下に示すドラマ「明日の約束」のレビューを、一字も変えずに全文そのまま出力せよ。

引用文:
★ ★ ★

ねまる

明日の約束のねまるのレビュー・感想・評価

明日の約束(2017年製作のドラマ)
3.6
何か事件が起きた時、何か大きな出来事が起きた時、何か議論すべき話題が上がった時、
こうである、こちらが正しい、あちらはおかしい、この視点から見てこう、などはっきり意見できる人に対し、
知識があり、自分の中の軸があり、すごいなぁ、そうなりたいなぁと思っていた。
口に出さず他の人の話を聞いて、こうだろう、ああだろうとぼんやり考えたり。

でも、ある会議で、意見を求められた時、どちらの立場も分かって、物凄く曖昧な答えをした。どうしよう、決められない、と。
色んなことが決められなかった。
自分の中に確固たる正しさが何もないから。逆に自分が正しい側にいると思える人って凄いな、いやちょっと怖いなと思った。

自分が正しいと思えるには、確かに知識や経験が必要で、私にはまだまだそれが足りなくて、吸収していく必要があるというのがその時の解だったけど、
正しさは時に冷たくもある。
誰か自殺を選んだ時、あれが正しい、これが正しいと決めつけ、悪を叩くのは正義じゃない。正しさは振り翳すもんじゃない。

★ ★ ★

データセット:
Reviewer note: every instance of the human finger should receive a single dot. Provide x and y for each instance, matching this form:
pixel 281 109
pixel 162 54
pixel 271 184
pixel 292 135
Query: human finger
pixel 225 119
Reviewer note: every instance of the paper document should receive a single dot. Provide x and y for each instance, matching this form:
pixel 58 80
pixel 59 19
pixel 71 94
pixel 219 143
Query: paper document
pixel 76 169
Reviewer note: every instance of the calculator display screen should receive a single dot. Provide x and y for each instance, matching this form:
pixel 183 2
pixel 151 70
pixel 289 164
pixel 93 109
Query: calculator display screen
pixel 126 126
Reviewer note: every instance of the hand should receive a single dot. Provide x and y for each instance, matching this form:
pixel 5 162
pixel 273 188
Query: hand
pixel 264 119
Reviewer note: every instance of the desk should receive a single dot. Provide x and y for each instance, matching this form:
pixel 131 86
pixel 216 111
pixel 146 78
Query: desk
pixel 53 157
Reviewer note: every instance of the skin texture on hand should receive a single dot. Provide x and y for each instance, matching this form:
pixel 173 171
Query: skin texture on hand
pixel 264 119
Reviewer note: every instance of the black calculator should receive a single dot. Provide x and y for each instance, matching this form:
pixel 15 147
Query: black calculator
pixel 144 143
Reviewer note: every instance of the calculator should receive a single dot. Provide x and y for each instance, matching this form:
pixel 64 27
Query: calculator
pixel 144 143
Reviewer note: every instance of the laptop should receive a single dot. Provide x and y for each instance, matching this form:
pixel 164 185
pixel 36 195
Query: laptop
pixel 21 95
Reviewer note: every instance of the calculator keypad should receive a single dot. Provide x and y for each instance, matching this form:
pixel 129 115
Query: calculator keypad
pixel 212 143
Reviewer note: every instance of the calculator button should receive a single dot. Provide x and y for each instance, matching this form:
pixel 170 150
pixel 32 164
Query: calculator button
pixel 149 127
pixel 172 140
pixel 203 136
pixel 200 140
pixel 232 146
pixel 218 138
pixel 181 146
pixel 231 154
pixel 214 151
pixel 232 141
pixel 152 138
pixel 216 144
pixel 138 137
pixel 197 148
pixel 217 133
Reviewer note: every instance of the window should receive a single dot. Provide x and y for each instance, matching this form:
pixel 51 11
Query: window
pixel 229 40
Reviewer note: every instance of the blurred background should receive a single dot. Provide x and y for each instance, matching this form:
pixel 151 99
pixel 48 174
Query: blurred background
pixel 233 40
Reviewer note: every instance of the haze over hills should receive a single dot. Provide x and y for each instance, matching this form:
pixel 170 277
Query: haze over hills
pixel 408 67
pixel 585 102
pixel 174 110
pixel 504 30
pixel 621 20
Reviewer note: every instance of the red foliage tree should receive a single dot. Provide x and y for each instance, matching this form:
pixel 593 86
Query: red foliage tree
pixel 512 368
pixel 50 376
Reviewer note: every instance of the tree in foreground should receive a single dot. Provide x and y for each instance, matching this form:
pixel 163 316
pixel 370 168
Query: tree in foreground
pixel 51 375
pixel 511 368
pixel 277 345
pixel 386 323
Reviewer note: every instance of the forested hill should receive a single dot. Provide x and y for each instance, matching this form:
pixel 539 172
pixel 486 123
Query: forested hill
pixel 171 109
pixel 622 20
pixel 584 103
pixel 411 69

★ ★ ★

模範解答:
ねまる

明日の約束のねまるのレビュー・感想・評価

明日の約束(2017年製作のドラマ)
3.6
何か事件が起きた時、何か大きな出来事が起きた時、何か議論すべき話題が上がった時、
こうである、こちらが正しい、あちらはおかしい、この視点から見てこう、などはっきり意見できる人に対し、
知識があり、自分の中の軸があり、すごいなぁ、そうなりたいなぁと思っていた。
口に出さず他の人の話を聞いて、こうだろう、ああだろうとぼんやり考えたり。

でも、ある会議で、意見を求められた時、どちらの立場も分かって、物凄く曖昧な答えをした。どうしよう、決められない、と。
色んなことが決められなかった。
自分の中に確固たる正しさが何もないから。逆に自分が正しい側にいると思える人って凄いな、いやちょっと怖いなと思った。

自分が正しいと思えるには、確かに知識や経験が必要で、私にはまだまだそれが足りなくて、吸収していく必要があるというのがその時の解だったけど、
正しさは時に冷たくもある。
誰か自殺を選んだ時、あれが正しい、これが正しいと決めつけ、悪を叩くのは正義じゃない。正しさは振り翳すもんじゃない。